--- Required work ---
Arrange the lines of the listing as a JSON list of strings, one string per line and no blank lines, starting at the line that contains "Reviewer note: every instance of the white wing" and ending at the line that contains "pixel 712 623", both included.

--- start of Data records ---

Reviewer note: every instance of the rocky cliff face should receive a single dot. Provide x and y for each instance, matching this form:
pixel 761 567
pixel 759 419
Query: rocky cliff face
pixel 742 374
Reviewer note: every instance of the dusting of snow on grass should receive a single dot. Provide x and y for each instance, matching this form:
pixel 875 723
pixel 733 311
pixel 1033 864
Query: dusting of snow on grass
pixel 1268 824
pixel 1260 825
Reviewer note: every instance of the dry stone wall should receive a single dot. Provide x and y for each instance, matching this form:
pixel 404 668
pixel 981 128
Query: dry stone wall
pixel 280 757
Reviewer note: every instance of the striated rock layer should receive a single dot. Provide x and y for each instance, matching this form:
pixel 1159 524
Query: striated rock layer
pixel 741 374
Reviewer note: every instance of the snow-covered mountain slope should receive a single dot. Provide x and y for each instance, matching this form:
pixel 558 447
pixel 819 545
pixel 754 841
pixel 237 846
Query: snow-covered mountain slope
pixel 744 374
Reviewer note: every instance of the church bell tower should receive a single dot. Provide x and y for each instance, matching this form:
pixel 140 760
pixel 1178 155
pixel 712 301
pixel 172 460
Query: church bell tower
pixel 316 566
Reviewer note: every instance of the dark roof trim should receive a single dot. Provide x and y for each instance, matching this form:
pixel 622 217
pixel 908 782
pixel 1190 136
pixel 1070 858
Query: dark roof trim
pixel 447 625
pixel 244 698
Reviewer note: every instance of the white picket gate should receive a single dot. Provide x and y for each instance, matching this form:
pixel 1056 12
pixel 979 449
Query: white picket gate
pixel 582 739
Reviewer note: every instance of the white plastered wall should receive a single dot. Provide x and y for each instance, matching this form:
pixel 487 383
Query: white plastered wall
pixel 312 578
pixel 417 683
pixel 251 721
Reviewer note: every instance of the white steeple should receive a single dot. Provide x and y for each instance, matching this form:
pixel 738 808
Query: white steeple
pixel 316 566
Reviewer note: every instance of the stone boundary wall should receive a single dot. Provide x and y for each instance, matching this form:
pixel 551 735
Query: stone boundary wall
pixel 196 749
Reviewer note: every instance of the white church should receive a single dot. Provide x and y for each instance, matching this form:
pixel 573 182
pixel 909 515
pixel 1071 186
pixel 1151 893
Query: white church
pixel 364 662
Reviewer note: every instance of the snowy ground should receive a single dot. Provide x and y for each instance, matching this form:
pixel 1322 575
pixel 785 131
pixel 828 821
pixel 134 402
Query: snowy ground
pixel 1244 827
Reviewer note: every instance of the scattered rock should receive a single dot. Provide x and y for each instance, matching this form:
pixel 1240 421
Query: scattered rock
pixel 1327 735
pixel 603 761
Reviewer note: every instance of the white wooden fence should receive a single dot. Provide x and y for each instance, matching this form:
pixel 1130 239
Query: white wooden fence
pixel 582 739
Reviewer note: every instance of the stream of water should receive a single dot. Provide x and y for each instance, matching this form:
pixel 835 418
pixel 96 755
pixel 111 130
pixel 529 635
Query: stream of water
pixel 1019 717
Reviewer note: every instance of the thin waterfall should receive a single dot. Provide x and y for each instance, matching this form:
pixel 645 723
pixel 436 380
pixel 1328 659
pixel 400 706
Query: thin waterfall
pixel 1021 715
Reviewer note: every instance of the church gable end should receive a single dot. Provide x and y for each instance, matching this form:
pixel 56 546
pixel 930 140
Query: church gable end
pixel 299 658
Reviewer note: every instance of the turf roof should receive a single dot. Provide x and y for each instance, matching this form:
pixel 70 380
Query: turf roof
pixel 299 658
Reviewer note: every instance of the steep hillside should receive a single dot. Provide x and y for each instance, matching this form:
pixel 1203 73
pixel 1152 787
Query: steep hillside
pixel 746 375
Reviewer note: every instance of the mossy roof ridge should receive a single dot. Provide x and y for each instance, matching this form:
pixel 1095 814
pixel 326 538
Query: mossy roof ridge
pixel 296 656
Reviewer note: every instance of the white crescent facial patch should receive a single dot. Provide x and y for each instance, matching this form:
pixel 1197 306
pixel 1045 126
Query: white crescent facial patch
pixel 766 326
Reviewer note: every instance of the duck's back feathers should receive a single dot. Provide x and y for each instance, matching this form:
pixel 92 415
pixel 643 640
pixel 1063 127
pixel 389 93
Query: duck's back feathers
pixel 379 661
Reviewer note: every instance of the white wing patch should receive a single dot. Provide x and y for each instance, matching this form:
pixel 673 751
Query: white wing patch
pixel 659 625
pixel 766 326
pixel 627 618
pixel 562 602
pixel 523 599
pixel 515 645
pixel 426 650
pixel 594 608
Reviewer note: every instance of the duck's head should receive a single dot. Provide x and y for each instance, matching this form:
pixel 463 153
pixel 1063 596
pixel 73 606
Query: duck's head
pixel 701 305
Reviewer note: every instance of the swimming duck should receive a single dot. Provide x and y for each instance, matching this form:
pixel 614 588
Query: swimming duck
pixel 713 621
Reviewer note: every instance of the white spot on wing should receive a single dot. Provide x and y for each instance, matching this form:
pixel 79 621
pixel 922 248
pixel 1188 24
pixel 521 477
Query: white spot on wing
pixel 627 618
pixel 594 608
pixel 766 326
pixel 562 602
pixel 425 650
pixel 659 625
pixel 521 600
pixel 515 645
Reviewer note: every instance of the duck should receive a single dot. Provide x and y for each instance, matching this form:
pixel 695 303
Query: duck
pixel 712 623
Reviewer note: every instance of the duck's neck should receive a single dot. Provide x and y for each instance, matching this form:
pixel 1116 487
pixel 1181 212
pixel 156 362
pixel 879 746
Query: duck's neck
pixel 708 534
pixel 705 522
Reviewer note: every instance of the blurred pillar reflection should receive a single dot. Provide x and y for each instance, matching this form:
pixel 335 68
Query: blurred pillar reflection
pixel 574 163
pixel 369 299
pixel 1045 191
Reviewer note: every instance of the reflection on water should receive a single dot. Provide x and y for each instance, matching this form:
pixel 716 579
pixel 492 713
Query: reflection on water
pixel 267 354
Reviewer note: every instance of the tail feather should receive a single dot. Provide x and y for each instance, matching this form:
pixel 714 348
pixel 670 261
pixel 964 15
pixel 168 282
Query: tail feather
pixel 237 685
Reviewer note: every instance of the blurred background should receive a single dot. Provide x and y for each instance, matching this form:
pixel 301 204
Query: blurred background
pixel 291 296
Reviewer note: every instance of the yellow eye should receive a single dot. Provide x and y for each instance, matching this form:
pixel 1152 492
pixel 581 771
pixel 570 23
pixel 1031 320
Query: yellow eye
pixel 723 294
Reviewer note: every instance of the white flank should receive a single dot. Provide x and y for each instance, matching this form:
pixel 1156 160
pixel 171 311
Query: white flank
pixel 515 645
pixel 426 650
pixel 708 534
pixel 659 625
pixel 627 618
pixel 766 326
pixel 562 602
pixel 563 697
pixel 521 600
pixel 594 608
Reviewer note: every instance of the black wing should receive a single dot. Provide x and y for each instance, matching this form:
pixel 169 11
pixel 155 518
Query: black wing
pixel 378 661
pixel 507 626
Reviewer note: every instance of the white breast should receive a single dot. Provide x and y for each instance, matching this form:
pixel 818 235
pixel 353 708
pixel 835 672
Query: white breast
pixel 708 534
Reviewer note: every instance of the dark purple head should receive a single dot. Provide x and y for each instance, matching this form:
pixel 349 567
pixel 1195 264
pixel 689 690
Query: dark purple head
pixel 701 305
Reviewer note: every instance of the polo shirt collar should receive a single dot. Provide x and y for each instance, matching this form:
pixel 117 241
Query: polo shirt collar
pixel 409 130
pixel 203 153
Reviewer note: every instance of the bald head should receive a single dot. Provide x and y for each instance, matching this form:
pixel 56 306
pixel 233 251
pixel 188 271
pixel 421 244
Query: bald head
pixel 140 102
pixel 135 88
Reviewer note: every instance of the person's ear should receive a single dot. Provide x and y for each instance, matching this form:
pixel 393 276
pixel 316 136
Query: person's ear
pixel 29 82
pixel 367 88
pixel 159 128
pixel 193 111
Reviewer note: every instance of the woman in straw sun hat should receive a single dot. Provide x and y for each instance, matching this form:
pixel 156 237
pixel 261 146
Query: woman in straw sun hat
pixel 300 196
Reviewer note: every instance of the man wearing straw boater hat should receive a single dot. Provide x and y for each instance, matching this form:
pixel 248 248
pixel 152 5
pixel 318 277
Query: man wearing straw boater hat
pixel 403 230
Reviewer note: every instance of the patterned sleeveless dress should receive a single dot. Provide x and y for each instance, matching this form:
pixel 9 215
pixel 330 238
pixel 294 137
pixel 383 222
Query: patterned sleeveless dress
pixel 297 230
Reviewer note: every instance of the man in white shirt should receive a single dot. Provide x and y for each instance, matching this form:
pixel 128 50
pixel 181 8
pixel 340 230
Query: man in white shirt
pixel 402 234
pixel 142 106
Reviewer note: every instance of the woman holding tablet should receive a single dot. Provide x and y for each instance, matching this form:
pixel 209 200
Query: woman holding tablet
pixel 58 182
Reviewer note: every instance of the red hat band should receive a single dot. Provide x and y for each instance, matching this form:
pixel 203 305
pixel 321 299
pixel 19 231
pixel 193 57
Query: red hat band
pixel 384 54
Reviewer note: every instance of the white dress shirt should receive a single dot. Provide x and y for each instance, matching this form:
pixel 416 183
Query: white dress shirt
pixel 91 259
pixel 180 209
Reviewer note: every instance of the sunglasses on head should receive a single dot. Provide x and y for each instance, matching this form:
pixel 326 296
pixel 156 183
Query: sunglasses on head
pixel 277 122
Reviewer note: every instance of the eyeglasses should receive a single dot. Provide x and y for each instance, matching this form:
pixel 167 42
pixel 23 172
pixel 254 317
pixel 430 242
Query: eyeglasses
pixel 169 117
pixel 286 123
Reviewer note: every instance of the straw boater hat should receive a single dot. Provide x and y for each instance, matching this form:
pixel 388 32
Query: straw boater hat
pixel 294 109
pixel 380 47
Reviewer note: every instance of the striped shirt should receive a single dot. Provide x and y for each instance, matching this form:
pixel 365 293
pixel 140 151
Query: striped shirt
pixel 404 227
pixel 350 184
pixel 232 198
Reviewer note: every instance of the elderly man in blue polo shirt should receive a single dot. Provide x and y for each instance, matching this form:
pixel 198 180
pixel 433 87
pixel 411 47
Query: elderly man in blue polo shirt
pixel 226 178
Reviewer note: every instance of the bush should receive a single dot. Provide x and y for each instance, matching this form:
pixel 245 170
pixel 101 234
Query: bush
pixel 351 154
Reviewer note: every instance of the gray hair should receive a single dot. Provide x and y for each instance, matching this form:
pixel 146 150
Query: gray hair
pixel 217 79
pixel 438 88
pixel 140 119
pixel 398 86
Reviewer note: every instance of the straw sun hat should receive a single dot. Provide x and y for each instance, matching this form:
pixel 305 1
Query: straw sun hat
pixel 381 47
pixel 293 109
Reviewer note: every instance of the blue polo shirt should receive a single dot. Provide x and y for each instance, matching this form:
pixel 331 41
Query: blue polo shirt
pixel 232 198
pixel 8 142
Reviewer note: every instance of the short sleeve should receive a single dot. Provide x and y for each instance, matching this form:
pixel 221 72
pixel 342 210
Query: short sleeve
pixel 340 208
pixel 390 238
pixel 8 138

--- end of Data records ---

--- Full response ---
[
  "Reviewer note: every instance of the white wing patch should receive a single dot. Provide x and y for each instance, matching this form:",
  "pixel 673 751",
  "Query: white wing patch",
  "pixel 659 625",
  "pixel 766 326",
  "pixel 627 618",
  "pixel 562 602",
  "pixel 523 599",
  "pixel 515 645",
  "pixel 426 650",
  "pixel 594 608",
  "Reviewer note: every instance of the duck's head should receive a single dot. Provide x and y for each instance, matching this form:",
  "pixel 463 153",
  "pixel 1063 596",
  "pixel 73 606",
  "Query: duck's head",
  "pixel 701 305",
  "Reviewer note: every instance of the swimming duck should receive a single dot. Provide x and y for each instance, matching this form:",
  "pixel 614 588",
  "Query: swimming duck",
  "pixel 713 621",
  "Reviewer note: every instance of the white spot on wing should receive a single dot. Provide x and y for each instance, matching this form:",
  "pixel 79 621",
  "pixel 922 248",
  "pixel 1188 24",
  "pixel 521 477",
  "Query: white spot on wing",
  "pixel 627 618",
  "pixel 594 608",
  "pixel 766 326",
  "pixel 562 602",
  "pixel 425 650",
  "pixel 659 625",
  "pixel 521 600",
  "pixel 515 645",
  "Reviewer note: every instance of the duck should receive a single dot. Provide x and y for each instance, matching this form:",
  "pixel 695 303",
  "Query: duck",
  "pixel 712 623"
]